<<<<
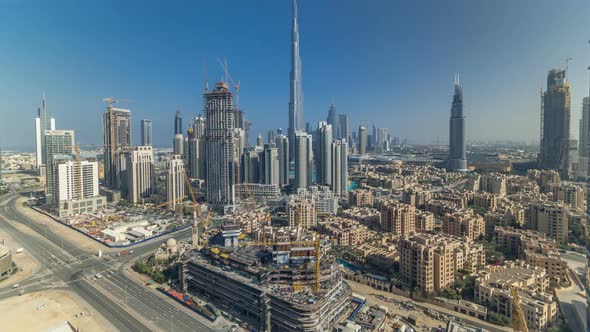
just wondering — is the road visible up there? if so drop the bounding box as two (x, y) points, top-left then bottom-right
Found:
(0, 191), (217, 332)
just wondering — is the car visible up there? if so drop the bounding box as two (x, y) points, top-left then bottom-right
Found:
(12, 284), (20, 288)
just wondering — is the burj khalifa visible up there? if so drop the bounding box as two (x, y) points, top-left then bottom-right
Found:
(288, 0), (304, 160)
(447, 74), (468, 171)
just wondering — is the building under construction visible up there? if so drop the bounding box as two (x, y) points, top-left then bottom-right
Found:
(180, 239), (351, 331)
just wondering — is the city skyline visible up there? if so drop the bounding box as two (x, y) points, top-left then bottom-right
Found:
(1, 0), (590, 150)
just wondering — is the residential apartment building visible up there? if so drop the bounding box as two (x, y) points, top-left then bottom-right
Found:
(399, 233), (483, 293)
(442, 210), (485, 241)
(494, 226), (567, 281)
(53, 157), (106, 217)
(126, 146), (154, 204)
(349, 189), (373, 207)
(474, 261), (558, 331)
(166, 155), (185, 211)
(526, 201), (568, 243)
(287, 195), (317, 229)
(318, 217), (370, 246)
(379, 200), (416, 236)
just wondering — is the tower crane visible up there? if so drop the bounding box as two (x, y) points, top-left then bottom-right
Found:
(217, 57), (241, 113)
(182, 169), (208, 249)
(510, 287), (529, 332)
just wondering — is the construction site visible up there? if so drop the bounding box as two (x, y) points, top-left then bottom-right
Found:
(179, 225), (351, 332)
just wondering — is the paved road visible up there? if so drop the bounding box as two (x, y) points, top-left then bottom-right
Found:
(0, 191), (216, 332)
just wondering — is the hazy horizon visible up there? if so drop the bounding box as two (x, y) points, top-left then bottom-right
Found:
(1, 0), (589, 150)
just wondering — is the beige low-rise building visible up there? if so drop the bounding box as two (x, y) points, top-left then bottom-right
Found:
(442, 210), (485, 241)
(401, 188), (432, 208)
(415, 210), (435, 232)
(474, 261), (558, 331)
(341, 207), (381, 230)
(469, 191), (498, 212)
(550, 183), (586, 211)
(494, 226), (567, 282)
(480, 173), (507, 196)
(399, 233), (484, 293)
(348, 189), (373, 207)
(318, 217), (370, 246)
(424, 199), (459, 217)
(228, 208), (267, 234)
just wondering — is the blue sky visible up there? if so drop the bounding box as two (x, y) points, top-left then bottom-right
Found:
(1, 0), (589, 150)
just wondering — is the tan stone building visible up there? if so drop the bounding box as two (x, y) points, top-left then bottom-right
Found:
(474, 261), (558, 331)
(341, 207), (381, 229)
(287, 196), (317, 229)
(415, 210), (435, 232)
(379, 200), (415, 236)
(526, 201), (568, 243)
(401, 188), (432, 208)
(550, 183), (586, 210)
(442, 210), (485, 241)
(494, 226), (567, 282)
(318, 217), (370, 246)
(399, 233), (484, 293)
(348, 189), (373, 207)
(480, 173), (507, 196)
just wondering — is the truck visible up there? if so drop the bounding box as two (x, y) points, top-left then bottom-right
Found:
>>>>
◆ Your assignment
A word-for-word transcription of the listing is needed, minus its images.

◆ Exercise result
just wondering — is the road visible up there? if so drop the bounding box as two (x, y) points, top-left then bottom-right
Found:
(0, 191), (217, 332)
just wondering — is the car visible up there? if so drop the bounding box as two (x, y) points, top-left then bottom-right
Found:
(12, 284), (20, 288)
just wondering — is the burj khalifa visible up there? if so drop the bounding box as two (x, y) points, top-left then bottom-right
Found:
(288, 0), (304, 160)
(447, 74), (468, 171)
just wondering — is the building under construction visible up there? if so drop the bounding box as two (x, y) points, top-left then bottom-right
Found:
(180, 239), (351, 331)
just wondering — is the city skyline visible up there? if so drop the bounding box as two (x, y) points, top-left then bottom-right
Found:
(1, 0), (590, 150)
just wondering — is the residential apartment building visible up there? if so drop the bounding box as two (x, y) points, top-left then bottom-right
Found:
(399, 233), (483, 293)
(442, 210), (485, 241)
(494, 226), (567, 281)
(53, 157), (106, 217)
(126, 146), (154, 204)
(349, 189), (373, 207)
(474, 261), (558, 331)
(166, 155), (185, 211)
(526, 201), (568, 243)
(287, 195), (317, 229)
(318, 217), (370, 246)
(379, 200), (416, 236)
just wondering — is the tower crane visible up there? if so drop the bounding box as two (x, y) points, top-left then bottom-right
Found:
(217, 57), (241, 113)
(182, 169), (208, 249)
(510, 287), (529, 332)
just wondering — is the construction site visible up there? if so drop the bounding box as two (x, y) points, top-left then bottom-right
Found:
(179, 225), (351, 332)
just wondering — is the paved road visible up there? if so drop the bounding box as two (x, y) points, top-left then bottom-right
Found:
(0, 191), (216, 332)
just wondering — is the hazy horizon visible up there? if so drop the bounding box as two (x, y) points, top-left then bottom-right
Found:
(1, 0), (589, 150)
just wondering — is the beige low-rise building visible up there? if so drop the bounding box as two (x, y) points, top-left then bottom-right
Found:
(442, 210), (485, 241)
(401, 188), (432, 208)
(415, 210), (435, 232)
(474, 261), (558, 331)
(341, 207), (381, 230)
(469, 191), (498, 212)
(550, 183), (586, 211)
(494, 226), (567, 282)
(480, 173), (507, 196)
(399, 233), (484, 293)
(348, 189), (373, 207)
(318, 217), (370, 246)
(424, 199), (459, 217)
(228, 208), (267, 234)
just wondering — is the blue sky visible up there? if so drop the bounding box as two (x, y) points, top-left then bottom-right
Found:
(1, 0), (589, 150)
just wondering — is the tan stone building visible up there? if so drop the bounding box as two (x, y) points, top-left then bottom-right
Found:
(474, 261), (558, 331)
(341, 207), (381, 229)
(287, 196), (317, 229)
(415, 210), (435, 232)
(379, 200), (415, 236)
(526, 201), (568, 243)
(401, 188), (432, 208)
(550, 183), (586, 210)
(442, 210), (485, 241)
(494, 226), (567, 282)
(318, 217), (370, 246)
(399, 233), (484, 293)
(348, 189), (373, 207)
(480, 173), (507, 196)
just wondering — is the truck visible up there? if so drop the bounding box as two (x, y) points, top-left then bottom-right
Found:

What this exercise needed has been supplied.